→ **What you need to do**
Every entry below is to be retyped exactly as it appears.

———

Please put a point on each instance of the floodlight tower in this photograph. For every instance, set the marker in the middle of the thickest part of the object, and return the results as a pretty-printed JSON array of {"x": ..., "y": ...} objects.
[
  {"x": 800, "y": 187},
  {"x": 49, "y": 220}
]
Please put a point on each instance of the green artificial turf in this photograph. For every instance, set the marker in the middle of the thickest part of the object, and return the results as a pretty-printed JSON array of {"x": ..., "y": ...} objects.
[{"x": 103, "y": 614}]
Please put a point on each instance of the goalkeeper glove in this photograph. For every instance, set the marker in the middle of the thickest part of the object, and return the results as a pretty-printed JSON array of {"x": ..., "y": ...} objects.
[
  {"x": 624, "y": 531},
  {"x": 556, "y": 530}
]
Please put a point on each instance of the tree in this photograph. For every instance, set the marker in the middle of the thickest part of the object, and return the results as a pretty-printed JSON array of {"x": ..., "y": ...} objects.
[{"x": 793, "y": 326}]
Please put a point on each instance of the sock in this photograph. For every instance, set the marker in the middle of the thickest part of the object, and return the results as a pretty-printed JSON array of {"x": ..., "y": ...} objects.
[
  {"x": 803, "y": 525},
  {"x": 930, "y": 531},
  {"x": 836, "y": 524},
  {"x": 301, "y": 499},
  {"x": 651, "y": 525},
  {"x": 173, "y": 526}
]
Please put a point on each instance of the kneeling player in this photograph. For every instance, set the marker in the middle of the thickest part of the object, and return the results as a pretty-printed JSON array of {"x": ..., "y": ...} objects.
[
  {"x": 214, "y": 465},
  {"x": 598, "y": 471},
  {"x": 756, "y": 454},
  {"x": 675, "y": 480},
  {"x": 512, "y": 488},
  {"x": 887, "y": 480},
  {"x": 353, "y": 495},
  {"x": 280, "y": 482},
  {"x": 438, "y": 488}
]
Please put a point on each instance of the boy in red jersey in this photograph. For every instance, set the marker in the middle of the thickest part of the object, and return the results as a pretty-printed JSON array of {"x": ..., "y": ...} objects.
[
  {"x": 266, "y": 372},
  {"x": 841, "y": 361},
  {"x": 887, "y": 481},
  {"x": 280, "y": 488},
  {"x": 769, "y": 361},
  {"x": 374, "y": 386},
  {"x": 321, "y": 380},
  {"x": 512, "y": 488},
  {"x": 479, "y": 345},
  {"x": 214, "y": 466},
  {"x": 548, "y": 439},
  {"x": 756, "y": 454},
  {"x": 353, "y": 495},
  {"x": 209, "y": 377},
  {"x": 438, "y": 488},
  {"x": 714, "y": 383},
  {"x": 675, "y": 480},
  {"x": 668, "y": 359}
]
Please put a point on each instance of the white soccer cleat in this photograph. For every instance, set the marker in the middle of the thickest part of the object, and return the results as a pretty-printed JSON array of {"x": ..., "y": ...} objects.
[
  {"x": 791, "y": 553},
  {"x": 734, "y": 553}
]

———

→ **Task response**
Please put a point on each instance of the floodlight tower in this photograph. For every instance, set the marker in the middle of the thickest part of the object, and return the results as a pretty-printed JSON array of {"x": ..., "y": ...} objects.
[
  {"x": 800, "y": 187},
  {"x": 49, "y": 220}
]
Please put a point on each instance of the green artificial turf in this photograph. For every instance, set the marker in the middle of the thickest part of the object, and return the results as a pretty-printed JSON array of {"x": ..., "y": ...} objects.
[{"x": 103, "y": 614}]
Please put a point on each instance of the goalkeeper glove in this photograph. For every instance, set the marker in the middle of the thickest part of the object, and return the results as a pretty-printed JSON array of {"x": ..., "y": ...} objects.
[
  {"x": 624, "y": 531},
  {"x": 556, "y": 530}
]
Please put a point on each instance of the tree in this photograph. For every instance, set the marker in the middle of the thickest part of the object, and return the results as a pretty-printed JSON array of {"x": ..., "y": ...} objects.
[{"x": 793, "y": 326}]
Please put a point on each instance of the sock in this photograph. For every instance, set the marker in the middle of the thickest part of the object, and return the results as a pretty-printed JSON array of {"x": ..., "y": ...} objects.
[
  {"x": 803, "y": 525},
  {"x": 930, "y": 531},
  {"x": 836, "y": 524},
  {"x": 301, "y": 499},
  {"x": 651, "y": 525},
  {"x": 173, "y": 526}
]
Please put a point on each instance of the kneeling player in this photograph. For every instance, set the marker in the middle of the thickest part of the object, and return the results as a pretty-printed JSON array of {"x": ..., "y": ...} objects.
[
  {"x": 214, "y": 465},
  {"x": 598, "y": 471},
  {"x": 756, "y": 454},
  {"x": 675, "y": 480},
  {"x": 512, "y": 488},
  {"x": 887, "y": 480},
  {"x": 353, "y": 495},
  {"x": 280, "y": 482},
  {"x": 438, "y": 488}
]
Please put a point on each instance of the boy in red jersey in this photograph. For every instance, set the marker in the middle of the thickest part of the object, and return the results as a pretty-printed JSON array of {"x": ..., "y": ...} objects.
[
  {"x": 266, "y": 372},
  {"x": 841, "y": 361},
  {"x": 887, "y": 481},
  {"x": 280, "y": 488},
  {"x": 769, "y": 361},
  {"x": 374, "y": 386},
  {"x": 321, "y": 380},
  {"x": 512, "y": 488},
  {"x": 479, "y": 345},
  {"x": 214, "y": 466},
  {"x": 548, "y": 439},
  {"x": 756, "y": 454},
  {"x": 353, "y": 495},
  {"x": 209, "y": 377},
  {"x": 438, "y": 488},
  {"x": 714, "y": 383},
  {"x": 675, "y": 480},
  {"x": 668, "y": 359}
]
Please put a point on each instance of the white soccer cleat in this photograph. For every instance, set the marker in the middle of the thickest part of the object, and return the results as a pretty-printed JSON array of {"x": ..., "y": ...} objects.
[
  {"x": 791, "y": 553},
  {"x": 734, "y": 553}
]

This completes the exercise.